[EXCERTO]
A grande maioria deve estar a pensar na pobre da criança com leucemia, que com todos estes tratamentos, passa a vida inteira no hospital a fazer transfusões e ligada a maquinas. É realmente uma pena, mas de momento vamos deixar a criança/leucemia em paz. Eu não quero discutir o sentimento dos pais, da criança, da sociedade quando escrevo este texto, quero sim discutir o sentimento do doador, da criança que foi concebida para salvar a outra. Confesso que até ler o livro, também fui uma culpada, não sei se o mesmo aconteceu convosco mas eu realmente sempre pensei na criança concebida como uma vitória, como a salvadora da pátria mas depois de ler o livro, a minha opinião balançou. Já não tenho tanta certeza dos adjectivos que sempre pensei…e é nisso que quero a vossa opinião.

[TAREFA A] Enumere as pessoas ou grupos cujo sentimento o excerto diz não querer discutir.
[TAREFA B] Segundo o excerto, qual é o sentimento que se pretende discutir?

(Registos de dados guardados)

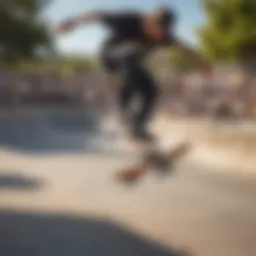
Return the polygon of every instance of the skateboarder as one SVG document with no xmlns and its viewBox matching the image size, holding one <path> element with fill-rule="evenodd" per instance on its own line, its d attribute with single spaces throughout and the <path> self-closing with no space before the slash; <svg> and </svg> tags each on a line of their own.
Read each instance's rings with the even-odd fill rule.
<svg viewBox="0 0 256 256">
<path fill-rule="evenodd" d="M 119 103 L 122 117 L 128 121 L 133 138 L 151 140 L 147 122 L 156 105 L 158 90 L 150 72 L 143 65 L 143 60 L 159 46 L 177 46 L 192 53 L 173 35 L 176 15 L 165 7 L 146 14 L 96 11 L 65 20 L 58 31 L 69 32 L 80 25 L 93 22 L 100 22 L 111 31 L 110 37 L 103 44 L 100 57 L 106 70 L 121 75 Z M 131 115 L 131 103 L 137 96 L 140 107 Z"/>
</svg>

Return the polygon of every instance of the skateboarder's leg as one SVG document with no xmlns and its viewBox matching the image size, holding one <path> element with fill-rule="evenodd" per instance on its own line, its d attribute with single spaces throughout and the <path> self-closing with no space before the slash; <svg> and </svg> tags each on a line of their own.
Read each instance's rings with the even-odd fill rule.
<svg viewBox="0 0 256 256">
<path fill-rule="evenodd" d="M 138 62 L 140 58 L 136 52 L 131 52 L 122 56 L 121 63 L 121 78 L 122 85 L 119 95 L 119 104 L 121 109 L 122 119 L 128 122 L 128 125 L 133 126 L 132 101 L 138 94 Z"/>
<path fill-rule="evenodd" d="M 142 136 L 143 134 L 146 136 L 147 123 L 152 117 L 158 93 L 153 77 L 143 67 L 140 67 L 137 81 L 141 104 L 134 117 L 134 124 L 137 132 Z"/>
</svg>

[RESPOSTA FINAL A] Os pais, a criança e a sociedade.

[RESPOSTA FINAL B] O sentimento do doador, da criança que foi concebida para salvar a outra.